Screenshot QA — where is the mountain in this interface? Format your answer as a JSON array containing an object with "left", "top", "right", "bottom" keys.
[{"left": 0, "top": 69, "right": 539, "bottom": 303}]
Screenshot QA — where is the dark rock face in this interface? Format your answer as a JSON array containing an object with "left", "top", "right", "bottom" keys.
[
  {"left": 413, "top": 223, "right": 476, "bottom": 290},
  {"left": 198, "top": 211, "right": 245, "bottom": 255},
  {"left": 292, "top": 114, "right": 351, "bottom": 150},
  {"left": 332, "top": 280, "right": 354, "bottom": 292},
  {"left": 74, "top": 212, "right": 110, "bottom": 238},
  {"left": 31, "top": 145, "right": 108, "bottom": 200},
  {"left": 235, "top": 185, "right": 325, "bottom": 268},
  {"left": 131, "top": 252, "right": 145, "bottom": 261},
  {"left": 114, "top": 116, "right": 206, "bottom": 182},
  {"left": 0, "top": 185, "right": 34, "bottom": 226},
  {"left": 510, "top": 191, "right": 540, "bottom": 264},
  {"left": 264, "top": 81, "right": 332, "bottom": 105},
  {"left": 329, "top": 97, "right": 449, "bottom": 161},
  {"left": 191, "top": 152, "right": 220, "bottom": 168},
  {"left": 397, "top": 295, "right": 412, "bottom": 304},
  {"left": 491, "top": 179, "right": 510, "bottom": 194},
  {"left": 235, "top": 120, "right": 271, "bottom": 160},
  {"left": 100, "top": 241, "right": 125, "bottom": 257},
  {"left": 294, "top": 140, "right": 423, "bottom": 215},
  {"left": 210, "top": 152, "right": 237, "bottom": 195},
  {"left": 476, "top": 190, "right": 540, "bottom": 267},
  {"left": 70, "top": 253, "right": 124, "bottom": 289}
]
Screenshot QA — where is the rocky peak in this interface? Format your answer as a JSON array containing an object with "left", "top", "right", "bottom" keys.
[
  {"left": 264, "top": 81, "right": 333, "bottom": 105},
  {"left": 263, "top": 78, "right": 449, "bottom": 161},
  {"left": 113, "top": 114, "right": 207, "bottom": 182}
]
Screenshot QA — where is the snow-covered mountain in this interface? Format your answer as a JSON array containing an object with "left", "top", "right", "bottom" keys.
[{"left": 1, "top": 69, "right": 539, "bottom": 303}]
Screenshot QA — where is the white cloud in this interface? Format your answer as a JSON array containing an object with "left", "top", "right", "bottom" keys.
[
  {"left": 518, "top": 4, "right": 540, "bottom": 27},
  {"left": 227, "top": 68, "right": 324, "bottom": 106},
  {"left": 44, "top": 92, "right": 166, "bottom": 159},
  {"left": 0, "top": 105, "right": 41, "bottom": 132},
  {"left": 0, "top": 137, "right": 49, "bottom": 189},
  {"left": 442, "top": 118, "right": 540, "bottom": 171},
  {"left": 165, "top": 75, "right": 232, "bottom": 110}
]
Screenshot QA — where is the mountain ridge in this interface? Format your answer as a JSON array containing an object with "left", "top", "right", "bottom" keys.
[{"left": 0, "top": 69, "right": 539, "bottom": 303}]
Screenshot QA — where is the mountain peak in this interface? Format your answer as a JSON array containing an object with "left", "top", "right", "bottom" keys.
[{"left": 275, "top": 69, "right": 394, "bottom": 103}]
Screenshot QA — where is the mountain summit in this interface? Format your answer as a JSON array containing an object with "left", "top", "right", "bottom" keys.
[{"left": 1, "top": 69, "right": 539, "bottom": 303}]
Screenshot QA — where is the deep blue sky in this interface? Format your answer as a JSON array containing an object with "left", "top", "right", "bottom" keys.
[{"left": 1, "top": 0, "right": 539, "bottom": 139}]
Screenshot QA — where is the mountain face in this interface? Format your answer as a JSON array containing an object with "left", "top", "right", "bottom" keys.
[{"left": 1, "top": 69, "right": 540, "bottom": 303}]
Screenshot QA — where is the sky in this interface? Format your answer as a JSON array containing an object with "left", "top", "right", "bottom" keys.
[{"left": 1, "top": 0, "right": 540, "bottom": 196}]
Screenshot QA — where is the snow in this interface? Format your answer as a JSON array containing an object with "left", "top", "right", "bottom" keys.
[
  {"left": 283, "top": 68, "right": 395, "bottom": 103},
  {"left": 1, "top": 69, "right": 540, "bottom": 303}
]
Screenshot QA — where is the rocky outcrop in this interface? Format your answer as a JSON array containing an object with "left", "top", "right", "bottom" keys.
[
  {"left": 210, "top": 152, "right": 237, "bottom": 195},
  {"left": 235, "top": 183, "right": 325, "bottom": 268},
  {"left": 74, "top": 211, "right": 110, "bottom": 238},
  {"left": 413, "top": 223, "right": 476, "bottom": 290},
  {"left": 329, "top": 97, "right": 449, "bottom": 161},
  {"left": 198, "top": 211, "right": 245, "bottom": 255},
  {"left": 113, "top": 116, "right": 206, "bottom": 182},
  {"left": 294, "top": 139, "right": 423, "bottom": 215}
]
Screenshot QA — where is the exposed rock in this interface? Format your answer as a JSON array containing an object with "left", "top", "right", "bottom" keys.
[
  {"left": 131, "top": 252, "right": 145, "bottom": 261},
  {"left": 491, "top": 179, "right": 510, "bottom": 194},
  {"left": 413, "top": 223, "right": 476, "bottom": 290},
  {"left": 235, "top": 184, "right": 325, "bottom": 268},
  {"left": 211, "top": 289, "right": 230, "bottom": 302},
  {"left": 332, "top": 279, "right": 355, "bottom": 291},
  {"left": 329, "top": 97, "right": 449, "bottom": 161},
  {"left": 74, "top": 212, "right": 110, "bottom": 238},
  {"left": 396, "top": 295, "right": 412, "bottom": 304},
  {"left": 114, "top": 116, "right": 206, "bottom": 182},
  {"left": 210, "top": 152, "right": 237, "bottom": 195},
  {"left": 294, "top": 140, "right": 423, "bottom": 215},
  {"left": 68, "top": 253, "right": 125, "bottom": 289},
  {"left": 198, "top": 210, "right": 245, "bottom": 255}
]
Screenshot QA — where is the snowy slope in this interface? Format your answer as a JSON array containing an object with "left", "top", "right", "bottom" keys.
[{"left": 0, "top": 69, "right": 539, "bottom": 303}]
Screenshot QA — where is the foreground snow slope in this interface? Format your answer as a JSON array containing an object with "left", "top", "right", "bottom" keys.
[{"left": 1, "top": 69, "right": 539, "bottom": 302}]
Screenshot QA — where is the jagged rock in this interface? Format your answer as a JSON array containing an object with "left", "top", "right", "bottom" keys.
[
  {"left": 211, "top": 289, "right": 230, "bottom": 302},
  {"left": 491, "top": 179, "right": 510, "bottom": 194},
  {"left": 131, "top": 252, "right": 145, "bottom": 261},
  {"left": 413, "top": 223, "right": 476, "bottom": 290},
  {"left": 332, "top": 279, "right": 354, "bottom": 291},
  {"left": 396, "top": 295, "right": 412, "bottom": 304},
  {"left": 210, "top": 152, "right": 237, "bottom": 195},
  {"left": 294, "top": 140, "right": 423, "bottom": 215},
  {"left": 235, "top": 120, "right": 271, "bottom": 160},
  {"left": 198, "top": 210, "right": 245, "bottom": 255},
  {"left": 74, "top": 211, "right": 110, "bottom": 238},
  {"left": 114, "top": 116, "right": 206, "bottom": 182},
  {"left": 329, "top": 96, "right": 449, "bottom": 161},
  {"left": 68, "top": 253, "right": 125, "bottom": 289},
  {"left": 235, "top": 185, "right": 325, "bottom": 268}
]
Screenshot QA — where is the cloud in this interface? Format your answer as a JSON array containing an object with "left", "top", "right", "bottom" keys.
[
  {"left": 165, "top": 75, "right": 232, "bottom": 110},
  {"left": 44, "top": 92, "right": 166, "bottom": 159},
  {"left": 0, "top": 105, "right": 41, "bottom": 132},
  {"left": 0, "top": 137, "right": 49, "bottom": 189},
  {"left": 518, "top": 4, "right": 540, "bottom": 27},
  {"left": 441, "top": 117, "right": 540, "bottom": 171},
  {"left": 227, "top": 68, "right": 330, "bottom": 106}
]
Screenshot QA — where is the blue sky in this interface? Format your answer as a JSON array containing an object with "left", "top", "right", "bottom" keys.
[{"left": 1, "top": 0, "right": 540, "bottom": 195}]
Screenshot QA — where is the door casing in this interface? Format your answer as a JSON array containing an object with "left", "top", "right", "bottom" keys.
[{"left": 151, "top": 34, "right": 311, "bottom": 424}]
::::::::
The line containing "Screenshot QA — where is the door" and each line after it through the end of the listing above must be printed exactly, with nothing added.

• [ANSWER TO THIS PROBLEM]
Screenshot QA — where is the door casing in this interface? Format your answer as a JSON array containing an object with "left", "top", "right", "bottom" keys.
[{"left": 151, "top": 34, "right": 311, "bottom": 424}]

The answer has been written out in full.